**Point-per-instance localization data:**
*** Block opens ***
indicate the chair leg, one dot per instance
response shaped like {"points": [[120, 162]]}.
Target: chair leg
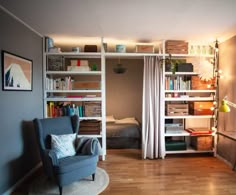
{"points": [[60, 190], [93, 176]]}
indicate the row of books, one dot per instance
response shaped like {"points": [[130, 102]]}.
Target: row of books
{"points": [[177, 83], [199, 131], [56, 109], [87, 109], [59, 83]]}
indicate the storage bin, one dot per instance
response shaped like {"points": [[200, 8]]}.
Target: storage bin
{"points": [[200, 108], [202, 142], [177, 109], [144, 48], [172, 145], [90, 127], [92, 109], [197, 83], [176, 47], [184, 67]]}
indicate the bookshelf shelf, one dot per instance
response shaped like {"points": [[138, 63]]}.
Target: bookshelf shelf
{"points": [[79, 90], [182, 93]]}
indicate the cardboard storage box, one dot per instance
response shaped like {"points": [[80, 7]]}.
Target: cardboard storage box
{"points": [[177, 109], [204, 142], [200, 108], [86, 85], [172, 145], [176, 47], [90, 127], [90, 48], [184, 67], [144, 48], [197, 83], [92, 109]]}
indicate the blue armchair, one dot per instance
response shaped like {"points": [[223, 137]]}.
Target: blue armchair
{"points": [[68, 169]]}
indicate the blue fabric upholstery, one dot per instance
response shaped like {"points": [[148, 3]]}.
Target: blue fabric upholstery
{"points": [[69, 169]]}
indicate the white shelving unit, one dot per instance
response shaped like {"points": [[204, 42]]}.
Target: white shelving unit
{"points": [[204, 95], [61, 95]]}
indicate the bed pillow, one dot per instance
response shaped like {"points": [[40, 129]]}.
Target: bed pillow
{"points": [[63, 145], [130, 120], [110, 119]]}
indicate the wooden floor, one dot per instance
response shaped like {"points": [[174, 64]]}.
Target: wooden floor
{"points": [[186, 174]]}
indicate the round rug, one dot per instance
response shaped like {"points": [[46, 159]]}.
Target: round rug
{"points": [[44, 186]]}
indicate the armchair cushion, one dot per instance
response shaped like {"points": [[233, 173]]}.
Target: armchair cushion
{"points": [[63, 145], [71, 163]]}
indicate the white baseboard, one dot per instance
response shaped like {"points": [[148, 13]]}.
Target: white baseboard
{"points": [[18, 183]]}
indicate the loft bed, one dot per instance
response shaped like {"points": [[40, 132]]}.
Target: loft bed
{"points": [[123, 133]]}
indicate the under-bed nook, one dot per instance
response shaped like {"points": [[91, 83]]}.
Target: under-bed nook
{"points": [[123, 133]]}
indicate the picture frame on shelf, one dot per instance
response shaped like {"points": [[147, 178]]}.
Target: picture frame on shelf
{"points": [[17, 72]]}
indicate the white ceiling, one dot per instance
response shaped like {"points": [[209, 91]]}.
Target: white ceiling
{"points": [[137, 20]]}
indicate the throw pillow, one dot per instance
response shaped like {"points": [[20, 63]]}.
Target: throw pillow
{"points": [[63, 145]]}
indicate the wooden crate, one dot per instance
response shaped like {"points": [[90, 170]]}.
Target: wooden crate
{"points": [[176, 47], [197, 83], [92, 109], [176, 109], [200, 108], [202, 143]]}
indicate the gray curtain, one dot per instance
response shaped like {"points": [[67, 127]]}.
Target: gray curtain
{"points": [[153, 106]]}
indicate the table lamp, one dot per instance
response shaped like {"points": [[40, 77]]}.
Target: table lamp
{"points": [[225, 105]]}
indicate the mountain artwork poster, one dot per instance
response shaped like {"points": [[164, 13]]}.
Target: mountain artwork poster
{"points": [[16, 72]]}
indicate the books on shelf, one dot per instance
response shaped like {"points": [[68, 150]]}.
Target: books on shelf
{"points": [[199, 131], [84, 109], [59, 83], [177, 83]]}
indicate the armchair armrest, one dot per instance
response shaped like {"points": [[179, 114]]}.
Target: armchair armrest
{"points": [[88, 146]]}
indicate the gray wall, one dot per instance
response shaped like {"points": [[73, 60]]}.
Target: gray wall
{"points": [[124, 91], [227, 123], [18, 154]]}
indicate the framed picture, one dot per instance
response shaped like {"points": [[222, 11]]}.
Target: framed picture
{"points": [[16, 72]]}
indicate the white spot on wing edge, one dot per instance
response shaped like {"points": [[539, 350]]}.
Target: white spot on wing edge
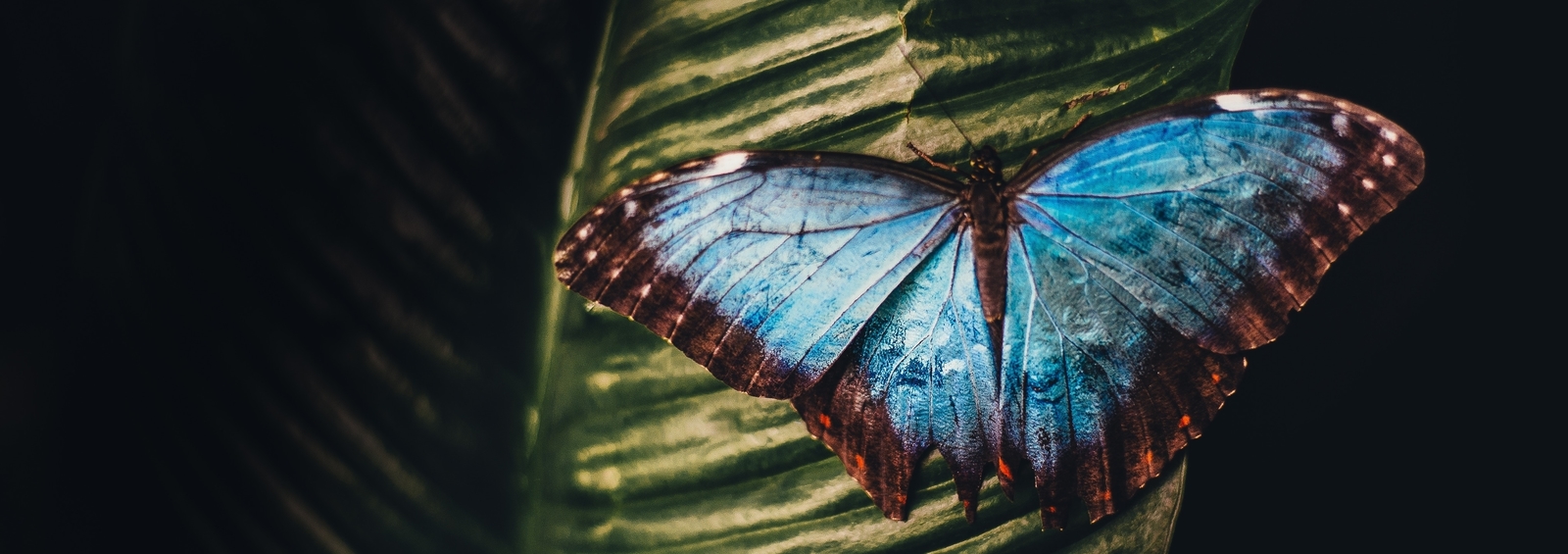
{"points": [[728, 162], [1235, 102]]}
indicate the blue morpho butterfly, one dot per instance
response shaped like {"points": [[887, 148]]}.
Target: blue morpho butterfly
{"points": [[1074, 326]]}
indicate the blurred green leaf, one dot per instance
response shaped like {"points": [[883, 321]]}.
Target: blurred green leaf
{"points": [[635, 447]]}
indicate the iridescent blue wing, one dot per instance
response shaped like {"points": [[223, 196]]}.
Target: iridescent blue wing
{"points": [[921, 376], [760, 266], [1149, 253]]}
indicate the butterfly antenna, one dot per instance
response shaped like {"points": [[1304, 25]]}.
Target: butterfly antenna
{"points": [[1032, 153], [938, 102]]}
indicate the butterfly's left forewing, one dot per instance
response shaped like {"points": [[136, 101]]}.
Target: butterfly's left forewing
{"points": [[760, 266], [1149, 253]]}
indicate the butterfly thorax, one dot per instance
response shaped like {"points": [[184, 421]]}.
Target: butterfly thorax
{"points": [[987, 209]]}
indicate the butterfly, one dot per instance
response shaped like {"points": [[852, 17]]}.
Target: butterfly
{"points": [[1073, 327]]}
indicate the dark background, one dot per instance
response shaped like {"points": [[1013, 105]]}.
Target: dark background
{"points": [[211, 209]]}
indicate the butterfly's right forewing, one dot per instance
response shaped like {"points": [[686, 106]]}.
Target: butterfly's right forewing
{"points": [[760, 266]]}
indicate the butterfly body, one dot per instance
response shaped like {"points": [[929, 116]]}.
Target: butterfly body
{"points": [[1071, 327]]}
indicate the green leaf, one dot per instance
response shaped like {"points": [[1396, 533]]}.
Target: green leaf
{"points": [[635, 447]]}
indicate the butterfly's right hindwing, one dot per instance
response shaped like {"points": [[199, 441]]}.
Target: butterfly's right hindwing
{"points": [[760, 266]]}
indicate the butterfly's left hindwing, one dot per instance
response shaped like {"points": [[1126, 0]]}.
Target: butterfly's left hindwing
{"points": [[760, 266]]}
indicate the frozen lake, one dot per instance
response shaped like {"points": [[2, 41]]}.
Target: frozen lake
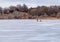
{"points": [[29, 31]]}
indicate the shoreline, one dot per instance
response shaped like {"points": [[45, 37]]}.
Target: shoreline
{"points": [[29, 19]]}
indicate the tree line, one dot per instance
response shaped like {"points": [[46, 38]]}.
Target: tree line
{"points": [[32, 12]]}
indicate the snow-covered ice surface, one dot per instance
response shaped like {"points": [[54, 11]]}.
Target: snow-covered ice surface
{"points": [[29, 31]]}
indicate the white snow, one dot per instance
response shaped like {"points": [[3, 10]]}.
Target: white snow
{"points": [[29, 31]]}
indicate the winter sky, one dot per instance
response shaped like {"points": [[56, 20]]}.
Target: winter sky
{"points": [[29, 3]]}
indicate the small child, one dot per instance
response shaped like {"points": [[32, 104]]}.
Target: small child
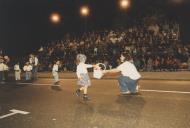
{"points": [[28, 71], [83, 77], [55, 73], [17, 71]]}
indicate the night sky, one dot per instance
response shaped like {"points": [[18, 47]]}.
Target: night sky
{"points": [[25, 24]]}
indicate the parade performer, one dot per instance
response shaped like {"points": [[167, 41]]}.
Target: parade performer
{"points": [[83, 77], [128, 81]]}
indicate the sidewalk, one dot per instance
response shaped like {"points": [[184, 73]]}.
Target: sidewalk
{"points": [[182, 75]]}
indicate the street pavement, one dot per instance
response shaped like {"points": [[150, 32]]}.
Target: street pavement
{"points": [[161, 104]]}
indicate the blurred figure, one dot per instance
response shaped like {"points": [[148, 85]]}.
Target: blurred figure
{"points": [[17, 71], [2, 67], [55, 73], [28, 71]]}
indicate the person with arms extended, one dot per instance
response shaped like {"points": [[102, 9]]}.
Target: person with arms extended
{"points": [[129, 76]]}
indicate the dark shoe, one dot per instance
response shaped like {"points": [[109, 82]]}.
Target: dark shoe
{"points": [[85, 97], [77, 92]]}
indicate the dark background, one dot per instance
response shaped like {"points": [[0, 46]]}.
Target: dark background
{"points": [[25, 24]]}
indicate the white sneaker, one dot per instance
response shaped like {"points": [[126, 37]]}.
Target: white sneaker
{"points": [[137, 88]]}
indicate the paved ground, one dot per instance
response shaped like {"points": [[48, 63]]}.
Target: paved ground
*** Block closes ***
**Required action:** Only the number of lines in the data that hold "paved" should be stated.

**Exercise answer:** 2